B.C. reveals results of U.S. health-care worker recruitment so far

Mar 17 2026, 4:50 pm

Over 400 U.S. health-care professionals have accepted job offers in B.C. in the past 10 months, as the province ramps up its efforts to recruit south of the border.

Between March 2025 and January 2026, the province successfully recruited 89 doctors, 260 nurses, 42 nurse practitioners, and 23 allied health professionals.

B.C. launched these recruitment efforts in March of last year and started the marketing campaign in June 2025, largely targeting Washington, Oregon, and select cities in California.

“Some are here already,” said Premier David Eby at a press conference. “Working in communities throughout the province, and more are on their way. It’s great news for British Columbians. It means more doctors, nurses and health science professionals to support you and your family getting the care you need.”

Eby said that B.C. is “one of the best places to live in the world.”

“A great place to grow your career as a medical professional. A place where we respect reproductive rights, where we respect science. It informs our policy. And we have a universal health-care system, where you don’t have to pull out your credit card to access care or put your family into debt for the rest of their lives to ensure that you get the care that you need,” he said.

“We brought that message south of the border.”

“I’m happy to share with you that our hunch was right, we have been able to recruit a significant amount of health-care professionals.”

The government has worked with regulatory colleges to make it easier for internationally trained health professionals to practice in B.C. by speeding up the credential recognition process and removing requirements for further assessment, examination, or training.

B.C. received more than 2,750 job applications from U.S.-trained doctors, nurses, nurse practitioners and allied health professionals last year, and registered more than 1,300.

Jodie Osborne, B.C.’s minister of health, added that the health professionals are “choosing communities all over British Columbia.”

“These are health-care professionals who are making B.C. their home. They’re strengthening health-care teams here. They’re helping communities across our products access the care that people need. And it is just the beginning,” she said.

B.C. has suffered from an acute health-care worker shortage, resulting in things like hospitals having to repeatedly cut back on emergency department hours and divert maternity patients.

********************

Problem statement => Return the passage of the B.C. health-care recruitment article from "Over 400 U.S." to "recruit south of the border.", copied word for word.

Provided data =>
********************

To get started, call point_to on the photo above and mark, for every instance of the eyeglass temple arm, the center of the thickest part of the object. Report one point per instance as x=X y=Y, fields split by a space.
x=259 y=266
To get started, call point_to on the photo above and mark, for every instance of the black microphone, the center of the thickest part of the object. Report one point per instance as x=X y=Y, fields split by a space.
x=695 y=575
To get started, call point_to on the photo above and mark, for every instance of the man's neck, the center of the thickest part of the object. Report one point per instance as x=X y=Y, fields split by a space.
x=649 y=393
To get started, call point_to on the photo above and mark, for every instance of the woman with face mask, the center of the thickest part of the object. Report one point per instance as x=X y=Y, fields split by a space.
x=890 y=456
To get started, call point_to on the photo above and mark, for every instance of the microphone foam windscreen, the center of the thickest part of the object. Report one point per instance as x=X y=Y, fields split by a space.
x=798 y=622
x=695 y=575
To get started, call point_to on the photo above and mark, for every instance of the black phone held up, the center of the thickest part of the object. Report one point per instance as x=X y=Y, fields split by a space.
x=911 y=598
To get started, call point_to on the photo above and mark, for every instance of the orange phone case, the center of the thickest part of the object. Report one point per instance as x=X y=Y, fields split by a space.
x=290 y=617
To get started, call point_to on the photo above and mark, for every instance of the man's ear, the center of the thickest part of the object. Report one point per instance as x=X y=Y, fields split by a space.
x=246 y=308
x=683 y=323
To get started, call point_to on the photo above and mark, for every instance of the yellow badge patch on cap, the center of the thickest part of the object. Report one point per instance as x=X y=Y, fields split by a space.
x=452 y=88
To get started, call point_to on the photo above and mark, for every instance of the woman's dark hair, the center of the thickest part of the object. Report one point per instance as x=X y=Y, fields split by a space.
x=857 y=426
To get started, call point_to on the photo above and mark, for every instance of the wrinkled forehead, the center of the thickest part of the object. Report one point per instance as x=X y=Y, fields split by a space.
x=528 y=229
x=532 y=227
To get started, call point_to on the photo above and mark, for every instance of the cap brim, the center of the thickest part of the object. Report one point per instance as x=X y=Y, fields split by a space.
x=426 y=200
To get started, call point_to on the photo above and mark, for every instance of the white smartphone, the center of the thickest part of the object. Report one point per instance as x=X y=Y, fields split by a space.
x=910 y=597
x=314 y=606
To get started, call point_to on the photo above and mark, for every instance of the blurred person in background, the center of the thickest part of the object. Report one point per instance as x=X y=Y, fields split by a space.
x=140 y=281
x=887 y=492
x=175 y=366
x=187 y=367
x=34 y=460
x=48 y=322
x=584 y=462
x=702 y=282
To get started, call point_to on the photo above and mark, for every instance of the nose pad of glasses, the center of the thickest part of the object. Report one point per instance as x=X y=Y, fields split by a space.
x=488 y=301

********************

Output of the exercise =>
Over 400 U.S. health-care professionals have accepted job offers in B.C. in the past 10 months, as the province ramps up its efforts to recruit south of the border.